# Kann man die CPU Auslastung ändern ?



## Method Boy (14. September 2004)

Mein Rechner arbeitet immer nur mit höchstens 40 % Auslastung, öffters aber auch mit 5- 10 % ! WARUM ?
Ich habe Windows XP, vielleicht liegt es ja daran. Mein Computer ist nicht mehr der neuste, und es war Windows 98, second Edition drinn. Würde er schneller laufen mit Windows 98 ?


----------



## BeaTBoxX (15. September 2004)

Evtl gibts irgend einen anderen Engpass, sodass der Prozzi nich auf volle Leistung kommt. Zu langsame Festplatte? Zu wenig Ram, oder zu wenig platz zum swappen.

Sorry ich rate auch nur, hab sowas noch nich gehört bisher 

Gruß
Frank


----------



## Resident_DeeJay (16. September 2004)

mich WÜrde eher mal Intressieren was du für eine CPU hast ...
wenn du das mit einem 3GHZ teil Arbeitest und im endeffekt nur Pille palle am Laufen hast Ist das Normal weil die CPU die sachen Relativ schnell bewältigen kann.

Mit einem Athlon 1400 würde da die sache schon etwas anders aussehen.

Wenn bei dir alles störungsfrei abläuft und  die maus nicht ruckelt, software schnell lädt usw. kannst du davon ausgehen das deine CPU die aufgaben Schnell meistert.

also kein Grund zur unruhe und Freuen das die CPU Dampf hat


----------



## BeaTBoxX (16. September 2004)

> _Original geschrieben von Method Boy _
> *. Mein Computer ist nicht mehr der neuste, und es war Windows 98, second Edition drinn.  *


Ich tippe eher auf 3-stellige MHz Zahlen


----------



## ullision (16. September 2004)

Interessant um was sich Leute Sorgen machen...sei doch froh dass dein Rechner mit relativ geringer Last läuft....


----------

★ ★ ★ ★

#### ZU ERLEDIGEN
1 > Warum ist laut Resident_DeeJay im Auszug eine niedrige CPU-Auslastung bei einem 3-GHz-Prozessor normal, auf dem nur wenig läuft?
2 > Welches Betriebssystem war laut Method Boy im Auszug vorher auf dem Rechner installiert?

★ ★ ★ ★

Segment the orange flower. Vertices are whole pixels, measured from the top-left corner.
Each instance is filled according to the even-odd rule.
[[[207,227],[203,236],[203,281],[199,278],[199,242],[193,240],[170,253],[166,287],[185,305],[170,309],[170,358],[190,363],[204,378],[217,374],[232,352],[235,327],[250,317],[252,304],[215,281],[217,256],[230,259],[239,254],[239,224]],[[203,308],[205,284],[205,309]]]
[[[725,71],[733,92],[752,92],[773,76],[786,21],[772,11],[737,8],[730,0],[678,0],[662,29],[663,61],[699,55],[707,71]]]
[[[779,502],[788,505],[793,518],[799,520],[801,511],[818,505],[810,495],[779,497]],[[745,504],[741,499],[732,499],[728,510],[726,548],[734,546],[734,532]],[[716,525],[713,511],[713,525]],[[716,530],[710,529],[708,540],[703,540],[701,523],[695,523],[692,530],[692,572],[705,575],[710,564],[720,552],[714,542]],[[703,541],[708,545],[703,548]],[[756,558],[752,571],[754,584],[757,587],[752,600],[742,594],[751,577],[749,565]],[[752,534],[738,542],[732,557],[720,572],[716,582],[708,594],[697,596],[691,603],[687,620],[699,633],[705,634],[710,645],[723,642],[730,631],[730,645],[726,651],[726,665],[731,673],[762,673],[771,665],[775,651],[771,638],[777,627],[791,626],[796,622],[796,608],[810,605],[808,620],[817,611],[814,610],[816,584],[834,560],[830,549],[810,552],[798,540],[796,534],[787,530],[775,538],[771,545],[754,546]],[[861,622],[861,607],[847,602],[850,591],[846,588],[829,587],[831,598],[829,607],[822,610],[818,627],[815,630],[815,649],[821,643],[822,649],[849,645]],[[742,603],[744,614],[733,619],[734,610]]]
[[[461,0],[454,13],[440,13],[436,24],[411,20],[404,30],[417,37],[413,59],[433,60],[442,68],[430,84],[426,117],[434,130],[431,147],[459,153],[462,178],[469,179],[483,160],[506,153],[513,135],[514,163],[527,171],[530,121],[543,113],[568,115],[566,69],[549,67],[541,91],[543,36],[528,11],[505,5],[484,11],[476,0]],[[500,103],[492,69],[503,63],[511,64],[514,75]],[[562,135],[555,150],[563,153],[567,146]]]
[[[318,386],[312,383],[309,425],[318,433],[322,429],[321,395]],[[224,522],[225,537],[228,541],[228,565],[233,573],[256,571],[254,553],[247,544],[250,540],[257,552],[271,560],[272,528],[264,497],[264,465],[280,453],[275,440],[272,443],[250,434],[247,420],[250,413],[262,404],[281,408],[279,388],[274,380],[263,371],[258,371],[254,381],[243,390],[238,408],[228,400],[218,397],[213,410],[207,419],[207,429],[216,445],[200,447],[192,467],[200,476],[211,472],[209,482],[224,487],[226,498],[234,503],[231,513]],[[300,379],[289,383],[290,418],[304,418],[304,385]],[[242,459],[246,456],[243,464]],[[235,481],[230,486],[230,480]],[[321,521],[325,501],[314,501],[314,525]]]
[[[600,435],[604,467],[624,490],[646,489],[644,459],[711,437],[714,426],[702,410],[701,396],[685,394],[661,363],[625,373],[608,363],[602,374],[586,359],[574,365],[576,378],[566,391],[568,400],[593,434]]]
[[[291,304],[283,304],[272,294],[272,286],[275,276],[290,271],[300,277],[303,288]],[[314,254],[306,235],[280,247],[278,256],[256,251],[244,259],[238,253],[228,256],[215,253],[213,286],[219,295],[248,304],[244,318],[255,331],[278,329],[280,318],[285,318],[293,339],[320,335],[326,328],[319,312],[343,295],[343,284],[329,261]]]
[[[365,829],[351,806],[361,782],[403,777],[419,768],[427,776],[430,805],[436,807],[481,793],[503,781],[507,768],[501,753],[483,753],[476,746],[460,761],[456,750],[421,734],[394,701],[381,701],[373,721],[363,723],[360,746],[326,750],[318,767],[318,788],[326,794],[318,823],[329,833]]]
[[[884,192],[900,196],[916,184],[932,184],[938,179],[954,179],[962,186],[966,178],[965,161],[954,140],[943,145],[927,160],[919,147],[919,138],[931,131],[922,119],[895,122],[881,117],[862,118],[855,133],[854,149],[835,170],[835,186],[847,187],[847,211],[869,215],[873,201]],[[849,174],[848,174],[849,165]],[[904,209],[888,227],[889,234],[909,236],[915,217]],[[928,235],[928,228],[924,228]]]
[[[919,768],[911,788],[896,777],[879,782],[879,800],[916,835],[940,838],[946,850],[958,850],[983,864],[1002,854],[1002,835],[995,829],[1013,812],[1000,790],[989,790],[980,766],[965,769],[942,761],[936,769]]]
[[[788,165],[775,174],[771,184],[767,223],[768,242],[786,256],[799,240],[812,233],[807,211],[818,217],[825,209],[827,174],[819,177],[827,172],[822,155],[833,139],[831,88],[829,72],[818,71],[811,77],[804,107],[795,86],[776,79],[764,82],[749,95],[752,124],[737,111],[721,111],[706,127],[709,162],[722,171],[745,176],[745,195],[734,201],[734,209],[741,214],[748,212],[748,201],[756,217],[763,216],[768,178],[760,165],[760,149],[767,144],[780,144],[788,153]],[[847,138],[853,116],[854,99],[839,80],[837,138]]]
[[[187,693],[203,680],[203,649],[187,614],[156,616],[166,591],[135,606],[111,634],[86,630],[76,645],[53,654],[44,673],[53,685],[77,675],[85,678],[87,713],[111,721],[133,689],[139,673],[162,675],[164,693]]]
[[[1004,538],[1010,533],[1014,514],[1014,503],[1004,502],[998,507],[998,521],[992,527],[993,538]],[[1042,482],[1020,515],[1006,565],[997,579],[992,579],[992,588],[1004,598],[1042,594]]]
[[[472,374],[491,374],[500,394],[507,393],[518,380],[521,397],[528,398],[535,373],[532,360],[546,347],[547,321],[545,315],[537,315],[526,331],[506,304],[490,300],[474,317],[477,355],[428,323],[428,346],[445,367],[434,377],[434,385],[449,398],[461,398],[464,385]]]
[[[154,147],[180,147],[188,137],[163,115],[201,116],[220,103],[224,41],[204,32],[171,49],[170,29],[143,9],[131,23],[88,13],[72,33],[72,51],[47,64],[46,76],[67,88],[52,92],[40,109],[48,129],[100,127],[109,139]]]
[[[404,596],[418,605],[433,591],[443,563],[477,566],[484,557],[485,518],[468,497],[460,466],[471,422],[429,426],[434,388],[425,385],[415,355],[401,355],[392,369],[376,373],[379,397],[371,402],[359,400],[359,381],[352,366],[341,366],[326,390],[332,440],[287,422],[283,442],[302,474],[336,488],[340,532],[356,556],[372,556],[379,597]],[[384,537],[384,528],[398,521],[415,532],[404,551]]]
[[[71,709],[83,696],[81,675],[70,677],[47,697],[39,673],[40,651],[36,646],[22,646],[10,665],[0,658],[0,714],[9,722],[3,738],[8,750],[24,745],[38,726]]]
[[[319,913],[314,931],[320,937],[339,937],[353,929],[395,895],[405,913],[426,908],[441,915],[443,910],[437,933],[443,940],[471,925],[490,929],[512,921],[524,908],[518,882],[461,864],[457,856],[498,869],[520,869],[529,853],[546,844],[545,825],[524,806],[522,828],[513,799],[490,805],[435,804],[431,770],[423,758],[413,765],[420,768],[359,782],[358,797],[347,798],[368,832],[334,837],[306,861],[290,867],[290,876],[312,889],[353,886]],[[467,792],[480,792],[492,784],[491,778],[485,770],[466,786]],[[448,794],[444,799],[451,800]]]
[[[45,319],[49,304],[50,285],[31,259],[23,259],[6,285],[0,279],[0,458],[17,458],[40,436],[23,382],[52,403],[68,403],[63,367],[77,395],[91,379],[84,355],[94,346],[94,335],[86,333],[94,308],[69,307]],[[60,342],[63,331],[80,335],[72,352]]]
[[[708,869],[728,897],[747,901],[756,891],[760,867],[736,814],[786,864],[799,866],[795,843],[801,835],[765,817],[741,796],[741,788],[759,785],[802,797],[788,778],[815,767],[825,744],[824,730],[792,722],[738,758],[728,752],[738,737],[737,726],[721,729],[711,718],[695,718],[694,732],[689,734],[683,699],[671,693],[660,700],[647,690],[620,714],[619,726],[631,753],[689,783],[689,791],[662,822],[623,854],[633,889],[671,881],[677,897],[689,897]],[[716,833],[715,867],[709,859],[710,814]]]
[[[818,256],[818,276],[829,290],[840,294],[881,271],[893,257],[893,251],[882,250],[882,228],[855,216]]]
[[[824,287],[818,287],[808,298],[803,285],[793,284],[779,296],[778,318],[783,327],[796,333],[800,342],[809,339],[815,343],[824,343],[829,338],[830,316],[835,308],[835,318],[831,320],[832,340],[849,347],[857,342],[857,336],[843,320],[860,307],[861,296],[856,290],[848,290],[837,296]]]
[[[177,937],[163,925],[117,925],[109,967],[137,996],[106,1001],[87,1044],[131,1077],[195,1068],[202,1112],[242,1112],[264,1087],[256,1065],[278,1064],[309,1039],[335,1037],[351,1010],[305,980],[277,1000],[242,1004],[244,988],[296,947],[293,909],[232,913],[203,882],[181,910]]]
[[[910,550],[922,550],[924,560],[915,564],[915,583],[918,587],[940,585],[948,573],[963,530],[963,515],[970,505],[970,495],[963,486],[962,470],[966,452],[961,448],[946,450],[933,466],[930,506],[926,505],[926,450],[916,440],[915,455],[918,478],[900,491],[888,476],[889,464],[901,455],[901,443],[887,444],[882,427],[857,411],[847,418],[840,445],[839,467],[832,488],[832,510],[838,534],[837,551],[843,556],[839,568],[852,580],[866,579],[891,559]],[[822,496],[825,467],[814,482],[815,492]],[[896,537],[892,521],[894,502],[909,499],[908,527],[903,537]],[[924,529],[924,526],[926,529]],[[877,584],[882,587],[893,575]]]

★ ★ ★ ★

#### LÖSUNGEN JE AUFGABE
1 > Ein solcher Prozessor kann die Aufgaben relativ schnell bewältigen. Solange alles störungsfrei läuft, die Maus nicht ruckelt und Software schnell lädt, kann man davon ausgehen, dass die CPU ihre Aufgaben schnell meistert.

2 > Windows 98 Second Edition.